TASK TO COMPLETE - Restate all of the entries exactly, dropping any pictures they hold.

[Items listed in a dataset]
◆ ◆ ◆ ◆ ◆

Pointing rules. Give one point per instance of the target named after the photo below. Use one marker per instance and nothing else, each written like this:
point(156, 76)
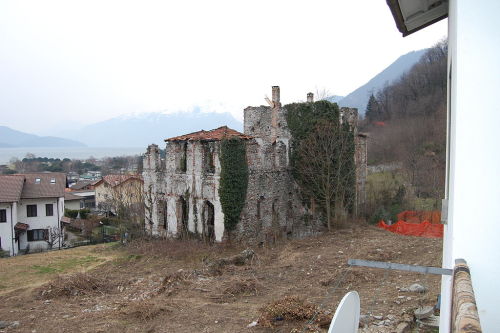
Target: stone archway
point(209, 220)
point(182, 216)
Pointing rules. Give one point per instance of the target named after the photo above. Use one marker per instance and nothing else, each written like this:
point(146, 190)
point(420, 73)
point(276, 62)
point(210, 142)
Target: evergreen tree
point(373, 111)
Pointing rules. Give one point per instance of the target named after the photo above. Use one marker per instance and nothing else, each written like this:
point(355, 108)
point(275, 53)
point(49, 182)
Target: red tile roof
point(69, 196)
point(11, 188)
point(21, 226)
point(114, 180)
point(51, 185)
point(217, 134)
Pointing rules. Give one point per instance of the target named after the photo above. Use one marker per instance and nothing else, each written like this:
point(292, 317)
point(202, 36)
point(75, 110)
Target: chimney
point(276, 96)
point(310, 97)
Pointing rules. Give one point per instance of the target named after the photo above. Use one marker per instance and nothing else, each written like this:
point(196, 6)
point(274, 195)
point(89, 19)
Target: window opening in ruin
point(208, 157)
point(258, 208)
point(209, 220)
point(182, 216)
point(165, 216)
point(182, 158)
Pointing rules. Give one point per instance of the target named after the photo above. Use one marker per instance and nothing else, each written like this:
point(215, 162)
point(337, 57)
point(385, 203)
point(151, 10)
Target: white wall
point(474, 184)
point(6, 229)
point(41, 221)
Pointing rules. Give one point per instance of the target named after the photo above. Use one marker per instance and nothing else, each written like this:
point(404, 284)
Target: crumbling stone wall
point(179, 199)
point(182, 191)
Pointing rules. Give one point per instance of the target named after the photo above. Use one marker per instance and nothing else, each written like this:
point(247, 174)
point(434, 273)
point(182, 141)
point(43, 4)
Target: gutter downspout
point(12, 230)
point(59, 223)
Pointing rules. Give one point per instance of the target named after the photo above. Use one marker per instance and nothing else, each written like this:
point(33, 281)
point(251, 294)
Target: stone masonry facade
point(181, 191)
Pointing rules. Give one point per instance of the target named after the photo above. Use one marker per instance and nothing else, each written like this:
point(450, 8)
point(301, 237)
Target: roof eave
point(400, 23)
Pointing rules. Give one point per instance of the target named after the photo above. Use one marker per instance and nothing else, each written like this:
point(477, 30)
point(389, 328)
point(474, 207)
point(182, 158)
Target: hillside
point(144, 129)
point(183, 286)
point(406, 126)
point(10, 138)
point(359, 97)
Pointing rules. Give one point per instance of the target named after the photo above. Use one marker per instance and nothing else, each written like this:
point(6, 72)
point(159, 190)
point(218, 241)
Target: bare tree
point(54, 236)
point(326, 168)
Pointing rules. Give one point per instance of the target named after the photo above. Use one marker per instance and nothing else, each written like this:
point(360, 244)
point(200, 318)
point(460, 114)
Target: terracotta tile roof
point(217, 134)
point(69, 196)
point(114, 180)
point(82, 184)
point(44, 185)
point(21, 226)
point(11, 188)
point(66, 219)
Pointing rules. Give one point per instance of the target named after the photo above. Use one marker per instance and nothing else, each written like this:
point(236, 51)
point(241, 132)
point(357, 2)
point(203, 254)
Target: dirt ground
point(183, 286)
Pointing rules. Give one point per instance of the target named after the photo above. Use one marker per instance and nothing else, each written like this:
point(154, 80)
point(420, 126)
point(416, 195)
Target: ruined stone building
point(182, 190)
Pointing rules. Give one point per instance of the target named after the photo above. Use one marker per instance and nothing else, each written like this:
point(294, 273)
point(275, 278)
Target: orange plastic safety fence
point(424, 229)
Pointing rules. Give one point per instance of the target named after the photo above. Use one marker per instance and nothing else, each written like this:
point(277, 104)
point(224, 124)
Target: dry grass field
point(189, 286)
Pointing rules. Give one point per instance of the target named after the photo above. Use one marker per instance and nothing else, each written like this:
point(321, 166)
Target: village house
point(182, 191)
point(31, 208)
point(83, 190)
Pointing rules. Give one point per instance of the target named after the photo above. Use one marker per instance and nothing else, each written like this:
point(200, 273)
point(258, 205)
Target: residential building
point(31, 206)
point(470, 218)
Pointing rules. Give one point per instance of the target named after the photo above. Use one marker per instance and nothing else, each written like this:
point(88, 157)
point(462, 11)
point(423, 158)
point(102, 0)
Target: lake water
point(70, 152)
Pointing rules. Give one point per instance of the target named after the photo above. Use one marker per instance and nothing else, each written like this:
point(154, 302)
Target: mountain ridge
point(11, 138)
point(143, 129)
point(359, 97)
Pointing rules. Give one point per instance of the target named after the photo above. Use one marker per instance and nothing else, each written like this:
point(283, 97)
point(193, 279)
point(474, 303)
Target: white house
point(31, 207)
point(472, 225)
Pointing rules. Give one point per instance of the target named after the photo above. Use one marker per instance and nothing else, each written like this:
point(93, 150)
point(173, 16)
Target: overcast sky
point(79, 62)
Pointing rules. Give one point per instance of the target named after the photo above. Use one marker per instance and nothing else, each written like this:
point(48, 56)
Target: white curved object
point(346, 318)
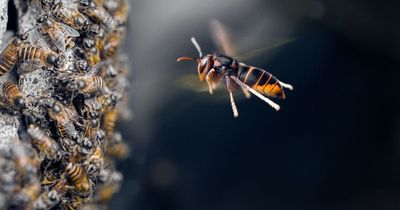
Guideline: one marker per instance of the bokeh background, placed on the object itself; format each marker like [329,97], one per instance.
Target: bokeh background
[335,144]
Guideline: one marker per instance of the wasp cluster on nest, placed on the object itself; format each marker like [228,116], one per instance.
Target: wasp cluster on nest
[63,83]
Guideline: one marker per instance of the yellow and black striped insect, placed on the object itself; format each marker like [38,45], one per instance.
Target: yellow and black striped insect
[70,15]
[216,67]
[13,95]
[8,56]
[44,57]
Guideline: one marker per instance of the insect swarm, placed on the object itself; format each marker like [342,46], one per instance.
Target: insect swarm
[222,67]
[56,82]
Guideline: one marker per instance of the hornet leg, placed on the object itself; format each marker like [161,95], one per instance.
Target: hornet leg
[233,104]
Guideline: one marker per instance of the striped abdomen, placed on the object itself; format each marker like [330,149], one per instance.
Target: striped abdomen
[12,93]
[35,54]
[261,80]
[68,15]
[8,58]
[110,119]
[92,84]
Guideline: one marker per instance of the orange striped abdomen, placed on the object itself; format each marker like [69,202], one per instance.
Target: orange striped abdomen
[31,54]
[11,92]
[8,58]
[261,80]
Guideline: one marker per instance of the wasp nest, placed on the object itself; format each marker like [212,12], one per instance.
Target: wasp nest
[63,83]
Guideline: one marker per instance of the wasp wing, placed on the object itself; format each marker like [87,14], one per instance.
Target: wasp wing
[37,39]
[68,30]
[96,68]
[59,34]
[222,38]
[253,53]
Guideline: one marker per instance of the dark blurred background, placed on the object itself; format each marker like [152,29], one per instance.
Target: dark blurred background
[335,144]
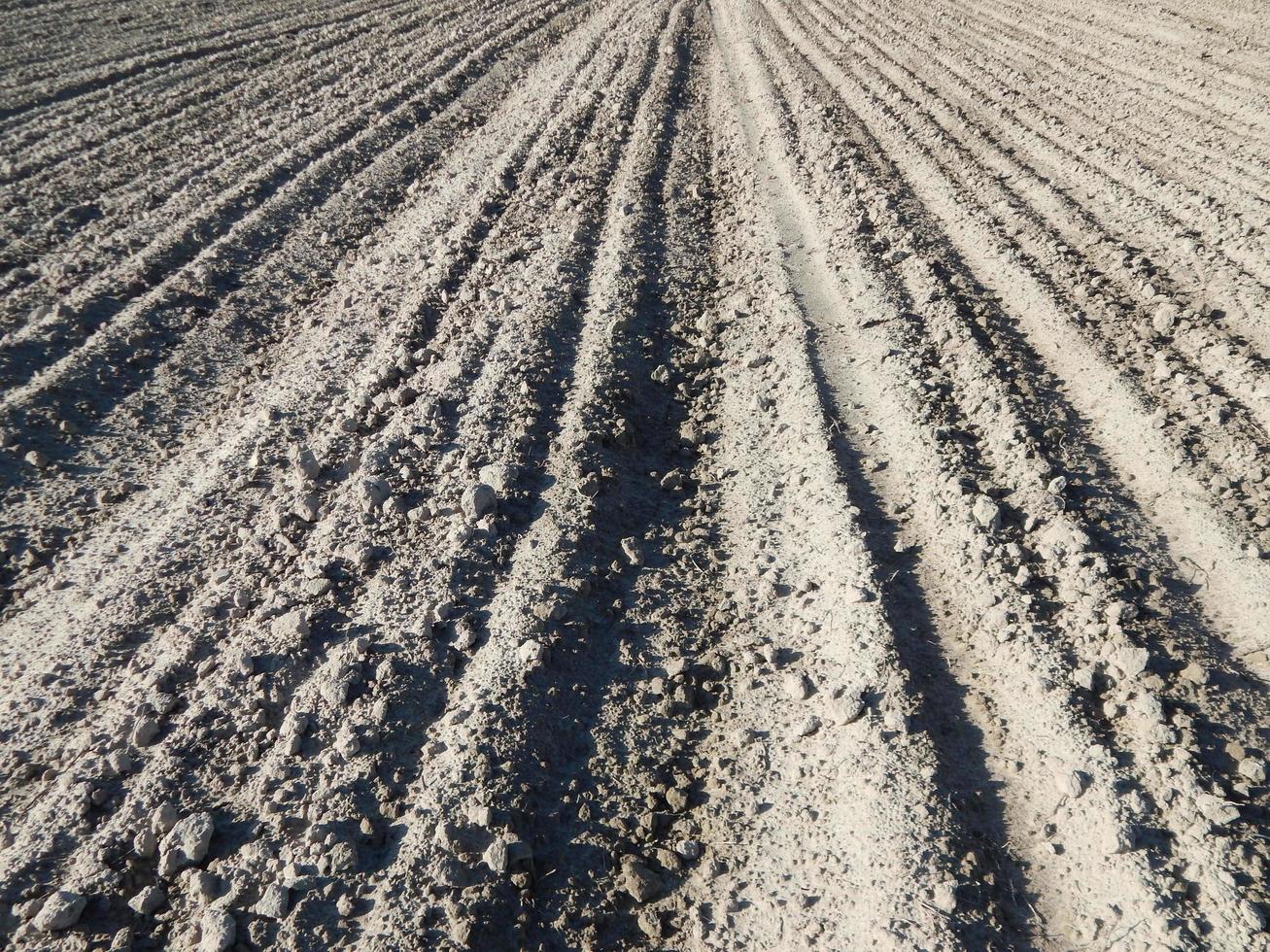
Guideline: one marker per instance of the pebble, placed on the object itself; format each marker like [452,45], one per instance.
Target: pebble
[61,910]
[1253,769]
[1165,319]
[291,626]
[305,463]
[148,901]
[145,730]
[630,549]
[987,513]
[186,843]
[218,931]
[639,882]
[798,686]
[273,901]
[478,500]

◆ ◆ ◆ ◆ ◆

RESULT OF THIS EXERCISE -
Pointing rules. Give one point per instance of the target named after the photo below. Use one marker per instance and nothing else, each written like this:
point(156, 76)
Target: stone archway
point(209, 220)
point(182, 216)
Pointing rules. Give one point per instance of the target named after the photo above. Use one marker per instance and nothing else, each written like this:
point(146, 190)
point(420, 73)
point(276, 62)
point(210, 142)
Target: evergreen tree
point(373, 111)
Pointing rules. Give one point per instance of the target named after the photo above. Use one marker per instance and nothing else, each written like this:
point(355, 108)
point(275, 53)
point(49, 182)
Target: red tile roof
point(69, 196)
point(11, 188)
point(21, 226)
point(114, 180)
point(51, 185)
point(217, 134)
Pointing rules. Give one point per instance of the target named after the photo above. Use one marker per instance and nothing else, each written like this:
point(292, 317)
point(202, 36)
point(75, 110)
Target: chimney
point(276, 96)
point(310, 97)
Pointing rules. Give one point per instance of the target named after the photo above. Use one marker per instance and nothing else, each written like this:
point(196, 6)
point(274, 195)
point(89, 19)
Target: window opening in ruin
point(208, 157)
point(258, 208)
point(209, 220)
point(182, 216)
point(165, 216)
point(182, 158)
Pointing rules. Give one point per instance of the target named after the photo above. Use one marker per instance and nothing else, each written like this:
point(215, 162)
point(337, 57)
point(385, 203)
point(151, 10)
Target: white wall
point(474, 184)
point(6, 229)
point(41, 221)
Pointing rules. Give one point per instance of the target named after the photo above. Use one marker per instance and nothing else, each written like this:
point(404, 284)
Target: crumbling stone wall
point(179, 199)
point(182, 191)
Pointing rules. Give one point per instance of the target named after the photo above. Use one marker per instance and nothing else, each written like this:
point(247, 174)
point(434, 273)
point(182, 141)
point(43, 4)
Target: gutter downspout
point(12, 230)
point(59, 223)
Pointing rules. Give one point per instance of the target named after the photo above. Use one marker per instance and nothing else, each written like this:
point(33, 281)
point(251, 294)
Target: stone masonry facade
point(181, 191)
Pointing rules. Give one point per instance of the target named after the photo above. Use one marker per instance and nothing else, each written like this:
point(450, 8)
point(301, 237)
Target: roof eave
point(400, 23)
Pointing rules. Give one point per instance of the target named after the photo above. Use one marker per instance and nothing else, each written like this:
point(477, 30)
point(389, 328)
point(474, 207)
point(182, 158)
Target: hillside
point(144, 129)
point(183, 286)
point(406, 126)
point(10, 138)
point(359, 97)
Pointing rules. Give one point per instance of the target named after the photo above. Use one marker per instance and nothing else, each written like this:
point(6, 72)
point(159, 190)
point(218, 241)
Target: bare tree
point(54, 236)
point(326, 168)
Pointing rules. Give one point per instance of the target named after the photo above. Use one marker per instance and nothing else, each written like this:
point(360, 244)
point(200, 318)
point(460, 114)
Target: terracotta tile roof
point(217, 134)
point(69, 196)
point(114, 180)
point(82, 184)
point(44, 185)
point(21, 226)
point(11, 188)
point(66, 219)
Pointing rules. Give one point per instance of the target named after the photo above. Use one marker per instance and nothing else, each written like this:
point(236, 51)
point(241, 132)
point(357, 2)
point(203, 254)
Target: dirt ground
point(183, 286)
Pointing rules. Give one point per instance of the target named after the photo above. Use one marker per instance and nothing else, each written like this:
point(154, 80)
point(420, 126)
point(416, 195)
Target: ruined stone building
point(182, 190)
Pointing rules. Give one point per instance of the target named after the photo above. Use one marker per instance and nothing else, each written like this:
point(294, 273)
point(275, 278)
Target: orange plastic safety fence
point(424, 229)
Pointing rules. Give one point per instance of the target named after the photo above. Use one marker per instance and nothing else, each written like this:
point(277, 104)
point(224, 124)
Target: dry grass field
point(189, 286)
Pointing rules. Give one point per instance of the target named after the photo above. Use one marker per instance and nothing else, each written like this:
point(321, 166)
Target: village house
point(182, 191)
point(31, 208)
point(83, 190)
Pointing rules. Give one point per instance of the target named after the photo above. Use one marker per instance and nothing else, each written like this:
point(200, 273)
point(258, 205)
Target: residential building
point(31, 206)
point(470, 218)
Pointing rules. Give one point per instance of the target named after the photo above. Use one marker per instance and nothing else, each written like this:
point(88, 157)
point(462, 11)
point(423, 158)
point(102, 0)
Target: lake water
point(70, 152)
Pointing rules. Give one point per instance of the target named after the photo above. Use one marker per instance and nothing else, each written like this:
point(154, 302)
Target: mountain ridge
point(11, 138)
point(143, 129)
point(359, 97)
Pointing rules. Give one point per instance of the target named after the photo above. Use one marker per instance and nothing else, each written like this:
point(283, 97)
point(193, 279)
point(474, 303)
Target: white house
point(31, 207)
point(472, 225)
Pointing rules. Give one point per instance of the target named after the photo above. Use one marker per instance and nothing else, each written like this:
point(93, 150)
point(173, 16)
Target: overcast sky
point(79, 62)
Pointing rules. Give one point per instance of the target named after the photo above. Use one marker per instance and nothing else, each written like this:
point(48, 56)
Target: white curved object
point(346, 318)
Guideline: one marker per instance of the bokeh background, placed on the object itself; format each marker like [329,97], one per instance.
Target: bokeh background
[335,144]
Guideline: one marker per instance of the wasp cluster on nest, placed on the object itself; format each marker like [228,116], one per instance.
Target: wasp cluster on nest
[63,83]
Guideline: one marker per instance of the yellow and black striped insect, placed on the object itself; format each marker like [38,45], one per instance.
Target: yellow and black striped insect
[70,15]
[216,67]
[13,95]
[8,56]
[44,57]
Guideline: one marker per instance of the insect swarm, placed on the object itself; format each marker like [342,46], one per instance.
Target: insect swarm
[222,67]
[56,82]
Guideline: one marker per instance of the hornet leg, placed on the object itself; format each marker like [161,95], one per instance.
Target: hornet leg
[233,104]
Guideline: one marker per instance of the striped abdomen, placed on the object itself; format each marker like [330,149], one per instance.
Target: striped abdomen
[12,93]
[35,54]
[261,80]
[68,15]
[8,58]
[110,119]
[92,84]
Guideline: one marker per instance of the orange striped abdomen, placed on the object itself; format each marker like [69,202], one per instance.
Target: orange striped abdomen
[31,54]
[11,92]
[8,58]
[261,80]
Guideline: one marker per instance of the wasp nest, placed on the object itself; format each marker like [212,12], one per instance.
Target: wasp nest
[63,83]
Guideline: one marker per instance of the wasp wing, placed on the object itself; format each marker like [87,14], one per instance.
Target: wasp wing
[37,39]
[68,30]
[96,68]
[59,34]
[222,38]
[253,53]
Guideline: one marker per instance of the dark blurred background, placed on the object itself; format each marker like [152,29], one per instance.
Target: dark blurred background
[335,144]
Guideline: one marker per instance of the pebble, placed on the object itself; format each marker like [452,45], one per instance.
Target: pebble
[61,910]
[1253,769]
[1165,319]
[291,626]
[305,463]
[148,901]
[145,730]
[630,549]
[987,513]
[186,843]
[218,931]
[639,882]
[798,686]
[273,901]
[478,500]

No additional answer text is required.